**Task brief:** Check each line of the records below for the word "MUST" and copy those where it appears.

════

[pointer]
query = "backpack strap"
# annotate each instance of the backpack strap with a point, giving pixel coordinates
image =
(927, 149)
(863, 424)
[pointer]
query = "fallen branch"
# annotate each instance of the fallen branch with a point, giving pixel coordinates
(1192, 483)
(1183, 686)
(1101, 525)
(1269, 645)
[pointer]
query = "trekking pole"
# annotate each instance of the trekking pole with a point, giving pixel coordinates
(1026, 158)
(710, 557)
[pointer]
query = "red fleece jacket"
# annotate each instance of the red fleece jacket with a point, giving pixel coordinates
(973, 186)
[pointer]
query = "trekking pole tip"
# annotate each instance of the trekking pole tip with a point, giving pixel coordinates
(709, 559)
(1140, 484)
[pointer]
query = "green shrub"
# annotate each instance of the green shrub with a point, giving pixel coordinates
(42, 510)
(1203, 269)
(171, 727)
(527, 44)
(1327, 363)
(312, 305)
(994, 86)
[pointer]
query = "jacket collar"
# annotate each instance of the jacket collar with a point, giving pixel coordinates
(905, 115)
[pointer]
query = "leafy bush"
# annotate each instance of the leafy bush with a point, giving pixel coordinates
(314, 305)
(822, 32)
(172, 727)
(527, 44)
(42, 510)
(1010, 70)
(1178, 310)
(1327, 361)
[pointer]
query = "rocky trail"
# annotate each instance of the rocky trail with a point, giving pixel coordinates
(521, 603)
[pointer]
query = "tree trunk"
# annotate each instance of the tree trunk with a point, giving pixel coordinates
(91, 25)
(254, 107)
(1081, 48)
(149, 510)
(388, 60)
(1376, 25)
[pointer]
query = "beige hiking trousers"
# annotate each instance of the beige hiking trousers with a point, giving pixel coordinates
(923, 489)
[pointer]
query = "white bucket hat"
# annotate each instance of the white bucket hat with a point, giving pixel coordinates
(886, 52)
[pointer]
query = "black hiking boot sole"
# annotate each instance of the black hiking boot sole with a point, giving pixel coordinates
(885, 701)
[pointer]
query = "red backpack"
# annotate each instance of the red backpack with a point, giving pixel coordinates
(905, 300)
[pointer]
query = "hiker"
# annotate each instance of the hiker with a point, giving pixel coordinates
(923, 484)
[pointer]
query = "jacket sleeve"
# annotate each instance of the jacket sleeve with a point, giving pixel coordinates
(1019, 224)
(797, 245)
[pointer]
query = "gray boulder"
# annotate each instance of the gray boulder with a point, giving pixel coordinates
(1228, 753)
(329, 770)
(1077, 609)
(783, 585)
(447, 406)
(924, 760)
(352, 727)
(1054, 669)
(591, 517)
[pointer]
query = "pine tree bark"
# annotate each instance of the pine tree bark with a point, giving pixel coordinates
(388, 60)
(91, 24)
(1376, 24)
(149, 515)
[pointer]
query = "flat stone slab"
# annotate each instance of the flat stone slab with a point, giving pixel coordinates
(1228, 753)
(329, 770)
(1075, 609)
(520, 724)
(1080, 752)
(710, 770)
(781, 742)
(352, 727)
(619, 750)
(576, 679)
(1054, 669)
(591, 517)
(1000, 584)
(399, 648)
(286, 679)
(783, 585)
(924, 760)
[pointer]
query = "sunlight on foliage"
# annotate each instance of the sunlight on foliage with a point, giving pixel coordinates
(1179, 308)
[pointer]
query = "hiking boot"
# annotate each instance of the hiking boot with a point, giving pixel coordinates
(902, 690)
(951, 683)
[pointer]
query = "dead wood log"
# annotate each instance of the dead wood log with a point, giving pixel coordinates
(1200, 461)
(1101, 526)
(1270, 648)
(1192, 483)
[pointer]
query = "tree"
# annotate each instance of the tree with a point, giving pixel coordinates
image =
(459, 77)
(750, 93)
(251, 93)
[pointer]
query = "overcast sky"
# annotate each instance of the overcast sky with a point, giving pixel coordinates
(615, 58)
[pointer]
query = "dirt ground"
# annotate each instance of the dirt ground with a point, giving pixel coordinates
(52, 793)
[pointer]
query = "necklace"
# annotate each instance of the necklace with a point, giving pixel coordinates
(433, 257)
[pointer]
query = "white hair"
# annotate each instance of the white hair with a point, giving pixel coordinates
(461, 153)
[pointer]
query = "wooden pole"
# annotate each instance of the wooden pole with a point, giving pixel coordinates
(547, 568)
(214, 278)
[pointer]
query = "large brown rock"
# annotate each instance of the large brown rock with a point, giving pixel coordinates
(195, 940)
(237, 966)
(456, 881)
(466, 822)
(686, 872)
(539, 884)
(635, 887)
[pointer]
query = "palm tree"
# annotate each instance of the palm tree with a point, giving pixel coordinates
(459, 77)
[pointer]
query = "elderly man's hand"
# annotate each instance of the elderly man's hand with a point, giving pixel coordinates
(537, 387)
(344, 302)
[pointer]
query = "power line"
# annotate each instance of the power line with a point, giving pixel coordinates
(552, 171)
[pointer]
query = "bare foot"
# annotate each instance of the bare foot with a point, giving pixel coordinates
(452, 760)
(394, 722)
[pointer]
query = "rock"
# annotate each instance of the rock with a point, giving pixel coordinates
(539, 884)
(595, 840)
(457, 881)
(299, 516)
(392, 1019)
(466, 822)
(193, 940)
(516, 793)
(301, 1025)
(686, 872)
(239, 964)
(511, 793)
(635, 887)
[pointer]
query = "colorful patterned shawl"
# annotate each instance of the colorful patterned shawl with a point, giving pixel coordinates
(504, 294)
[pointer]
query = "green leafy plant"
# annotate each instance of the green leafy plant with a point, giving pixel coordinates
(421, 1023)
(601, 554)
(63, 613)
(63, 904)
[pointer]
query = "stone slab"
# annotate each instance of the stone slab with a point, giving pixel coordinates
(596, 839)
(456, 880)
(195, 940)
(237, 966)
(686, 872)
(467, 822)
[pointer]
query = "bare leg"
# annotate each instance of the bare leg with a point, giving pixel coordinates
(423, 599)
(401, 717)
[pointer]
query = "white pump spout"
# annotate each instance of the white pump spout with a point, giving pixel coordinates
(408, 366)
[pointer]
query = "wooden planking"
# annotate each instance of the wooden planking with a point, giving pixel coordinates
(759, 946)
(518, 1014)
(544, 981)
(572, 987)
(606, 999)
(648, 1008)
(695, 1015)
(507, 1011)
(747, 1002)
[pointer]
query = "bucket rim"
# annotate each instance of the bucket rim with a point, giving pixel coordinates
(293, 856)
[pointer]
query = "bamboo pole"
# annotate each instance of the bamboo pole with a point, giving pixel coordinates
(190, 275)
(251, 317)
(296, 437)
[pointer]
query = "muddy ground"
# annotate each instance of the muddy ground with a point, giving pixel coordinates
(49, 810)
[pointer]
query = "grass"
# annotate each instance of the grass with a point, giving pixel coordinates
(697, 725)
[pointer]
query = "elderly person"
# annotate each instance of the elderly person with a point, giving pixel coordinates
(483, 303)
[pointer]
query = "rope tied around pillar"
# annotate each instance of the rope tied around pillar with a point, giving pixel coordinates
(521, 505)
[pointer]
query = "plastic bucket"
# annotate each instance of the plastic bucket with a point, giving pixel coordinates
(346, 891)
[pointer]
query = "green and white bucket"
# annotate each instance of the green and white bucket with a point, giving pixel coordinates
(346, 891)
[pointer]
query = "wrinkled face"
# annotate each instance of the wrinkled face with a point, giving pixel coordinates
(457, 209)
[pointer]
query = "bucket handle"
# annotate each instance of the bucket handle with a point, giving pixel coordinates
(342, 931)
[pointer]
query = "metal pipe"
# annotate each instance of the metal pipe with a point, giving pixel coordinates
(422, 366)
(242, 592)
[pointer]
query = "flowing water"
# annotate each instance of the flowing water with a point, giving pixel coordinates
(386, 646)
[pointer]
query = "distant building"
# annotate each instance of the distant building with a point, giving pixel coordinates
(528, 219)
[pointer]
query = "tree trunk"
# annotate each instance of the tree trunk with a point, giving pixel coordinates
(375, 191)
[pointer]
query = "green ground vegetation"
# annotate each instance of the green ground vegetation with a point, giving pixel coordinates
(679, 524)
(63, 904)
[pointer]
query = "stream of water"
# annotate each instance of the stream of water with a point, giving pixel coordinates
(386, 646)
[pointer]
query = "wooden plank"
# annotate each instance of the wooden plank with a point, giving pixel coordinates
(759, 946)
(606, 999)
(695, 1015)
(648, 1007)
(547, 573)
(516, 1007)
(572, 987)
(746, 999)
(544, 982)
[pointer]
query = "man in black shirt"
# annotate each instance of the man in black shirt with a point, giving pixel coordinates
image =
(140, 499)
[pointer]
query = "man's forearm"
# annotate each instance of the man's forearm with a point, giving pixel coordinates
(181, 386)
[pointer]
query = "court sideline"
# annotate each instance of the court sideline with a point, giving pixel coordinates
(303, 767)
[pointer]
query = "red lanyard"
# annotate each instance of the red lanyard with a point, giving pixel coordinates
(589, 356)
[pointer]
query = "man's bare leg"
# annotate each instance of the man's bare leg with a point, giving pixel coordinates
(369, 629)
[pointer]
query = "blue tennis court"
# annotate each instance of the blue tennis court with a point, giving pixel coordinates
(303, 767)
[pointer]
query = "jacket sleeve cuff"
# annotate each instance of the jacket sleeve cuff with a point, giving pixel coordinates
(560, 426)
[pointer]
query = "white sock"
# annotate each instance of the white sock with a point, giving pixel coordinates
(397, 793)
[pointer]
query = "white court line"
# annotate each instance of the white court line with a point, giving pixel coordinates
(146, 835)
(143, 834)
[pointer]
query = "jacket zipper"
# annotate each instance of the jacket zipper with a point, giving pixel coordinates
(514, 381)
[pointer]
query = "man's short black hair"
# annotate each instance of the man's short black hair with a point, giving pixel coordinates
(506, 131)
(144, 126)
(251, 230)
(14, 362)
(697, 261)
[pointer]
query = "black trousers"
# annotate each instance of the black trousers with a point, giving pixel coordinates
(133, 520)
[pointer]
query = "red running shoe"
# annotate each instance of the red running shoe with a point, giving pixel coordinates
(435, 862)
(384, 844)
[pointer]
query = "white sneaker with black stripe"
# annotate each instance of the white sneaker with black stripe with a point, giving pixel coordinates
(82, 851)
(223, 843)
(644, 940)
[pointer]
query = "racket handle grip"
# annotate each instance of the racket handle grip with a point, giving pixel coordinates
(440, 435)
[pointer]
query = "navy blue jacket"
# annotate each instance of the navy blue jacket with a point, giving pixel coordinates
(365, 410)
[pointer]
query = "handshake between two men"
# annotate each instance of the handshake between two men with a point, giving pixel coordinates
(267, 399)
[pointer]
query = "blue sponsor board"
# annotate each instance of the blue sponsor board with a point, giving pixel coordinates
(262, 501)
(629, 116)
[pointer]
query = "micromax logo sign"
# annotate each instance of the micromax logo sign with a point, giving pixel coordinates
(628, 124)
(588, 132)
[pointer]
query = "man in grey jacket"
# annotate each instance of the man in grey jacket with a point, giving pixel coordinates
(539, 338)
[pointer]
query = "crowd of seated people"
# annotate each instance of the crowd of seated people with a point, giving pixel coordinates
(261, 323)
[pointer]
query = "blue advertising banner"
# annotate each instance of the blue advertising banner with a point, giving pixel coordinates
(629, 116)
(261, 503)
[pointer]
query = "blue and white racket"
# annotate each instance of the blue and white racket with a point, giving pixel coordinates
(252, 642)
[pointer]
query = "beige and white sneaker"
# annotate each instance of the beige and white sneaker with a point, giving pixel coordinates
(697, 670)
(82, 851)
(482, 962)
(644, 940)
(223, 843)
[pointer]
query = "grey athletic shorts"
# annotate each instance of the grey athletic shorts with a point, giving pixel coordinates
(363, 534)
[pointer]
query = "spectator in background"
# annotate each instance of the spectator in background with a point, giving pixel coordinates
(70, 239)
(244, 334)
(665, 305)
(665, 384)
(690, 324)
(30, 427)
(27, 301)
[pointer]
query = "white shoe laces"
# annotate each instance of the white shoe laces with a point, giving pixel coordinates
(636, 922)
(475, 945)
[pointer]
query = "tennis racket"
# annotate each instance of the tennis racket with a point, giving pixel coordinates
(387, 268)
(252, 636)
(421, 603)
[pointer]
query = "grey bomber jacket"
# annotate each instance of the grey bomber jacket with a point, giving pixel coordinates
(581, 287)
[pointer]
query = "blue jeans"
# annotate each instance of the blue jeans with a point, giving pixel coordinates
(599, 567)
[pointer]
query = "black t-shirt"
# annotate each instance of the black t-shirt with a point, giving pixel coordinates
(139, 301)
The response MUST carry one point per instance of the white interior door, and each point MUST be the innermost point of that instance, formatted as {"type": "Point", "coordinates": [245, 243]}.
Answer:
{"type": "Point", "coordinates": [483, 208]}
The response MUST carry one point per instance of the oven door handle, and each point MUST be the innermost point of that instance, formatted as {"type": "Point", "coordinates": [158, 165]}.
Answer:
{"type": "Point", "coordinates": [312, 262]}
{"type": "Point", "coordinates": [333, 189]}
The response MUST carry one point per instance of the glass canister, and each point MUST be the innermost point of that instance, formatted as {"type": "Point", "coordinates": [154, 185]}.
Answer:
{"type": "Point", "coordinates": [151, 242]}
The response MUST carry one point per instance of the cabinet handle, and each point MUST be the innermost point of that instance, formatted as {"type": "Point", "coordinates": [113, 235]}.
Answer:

════

**Your solution:**
The response MUST carry one point per instance of the white interior door, and each point MUST be the innermost point of that instance, formatted as {"type": "Point", "coordinates": [245, 243]}.
The response MUST carry one point per instance of the oven door handle, and each point MUST be the innermost point of that instance, formatted as {"type": "Point", "coordinates": [158, 165]}.
The response MUST carry one point per instance of the glass canister, and each point MUST be the innermost point of that instance, formatted as {"type": "Point", "coordinates": [154, 185]}.
The response MUST carry one point per instance of the cabinet handle, and each point MUST be the innermost point of that instance, formatted as {"type": "Point", "coordinates": [113, 235]}.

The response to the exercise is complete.